● **Task item**:
In the article about the former Luciano's space, what name will chef Lance White give his relocated business?

New restaurant, Rehfeld’s Art & Framing to fill former Luciano’s

July 27, 2020

A new restaurant from a Sioux Falls chef will combine with a relocated Rehfeld’s Art & Framing to fill the first floor of Falls Center, which used to be Luciano’s North restaurant.

Rehfeld’s will take the east end of the space at 421 N. Phillips Ave., which faces the street.

It will house the store’s gallery and some of its framing work.

“We’re trying to keep as much open as gallery as we can,” said Jerry Cook, who bought the art and framing business last fall.

There will be workspace updates “because of the craftsmanship and artisanship that goes into those framing projects is still critical for the public to see.”

The move brings Rehfeld’s away from its decades-long home at 210 S. Phillips Ave. and is months in the making. When Cook saw Luciano’s was leaving this spring, he reached out to ask about the building.

“I always had this space on my mind, but it was sort of like a diamond, and I thought there’s no way we’ll be able to work something out,” he said. “It snowballed from there, so in my opinion it’s really been a collaborative effort.”

He plans to open before the end of the summer.

The balance of the first-floor space will be an expanded venture for chef Lance White, who has operated Chef Lance’s Cafe & Catering out of the kitchen at Signature Flight Support at Joe Foss Field for the past two years.

The chef and his wife, Jenny, will move their business, which has outgrown its space, to the west side of the first floor and rename it Chef Lance’s on Phillips.

They’ll continue their prepared-meal and catering services and add a restaurant that will be open for lunch and dinner, said White, who has been in the industry for 25 years.

“We’re planning on serving very family-friendly food, nothing high-end,” he said, noting that his son Corbin will be taking on a larger role in the business. “It will be comfort meals, nice steaks, pasta, a little seafood. We’re not going to be super high-end with five different sauces on the plate. We’re going to do good food, prepared well.”

The lunch menu will be “lots of soups, salads, sandwiches, wraps, burgers,” he said. “We’ll have our French fries, cheese curds, homemade tater tots, asparagus fries.”

Chef Lance’s on Phillips will be open Monday through Saturday, and kitchen hours likely will be 11 a.m. to 2 p.m. for lunch and 5 to 9 p.m. for dinner and until 10 p.m. on Friday and Saturday.

White is pursuing a beer and wine license and envisions using a private dining room in the space for special events, “something like a dinner with five courses and five different wines.” Customers also will be able to reserve the room for meals.

The Whites are in the process of moving in and doing some remodeling. They hope to be open by early September.

The cafe at Joe Foss Field has been offering curbside-only service because of COVID-19, and White hasn’t set a closing date yet. He’s helping recruit a chef to take over the space.

With the onset of the COVID-19 pandemic this spring, the prepared-meal part of the business grew from delivery one day a week to five days with online ordering. He added options for keto-friendly meals and also is seeing growing demand for those.

“Basically, we have a large family, and we love serving families. We really want this to be everyone’s favorite family restaurant, a place where folks feel comfortable taking their kids on a Friday night or having a date night,” White said. “There aren’t a lot of family-friendly places downtown, so we really want to focus on that. It will be really warm and inviting.”

● **Data segment**:
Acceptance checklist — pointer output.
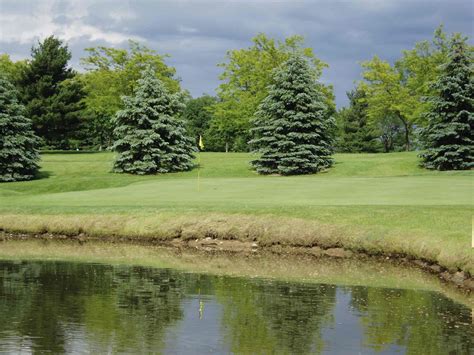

● **Solution to the problem**:
Chef Lance's on Phillips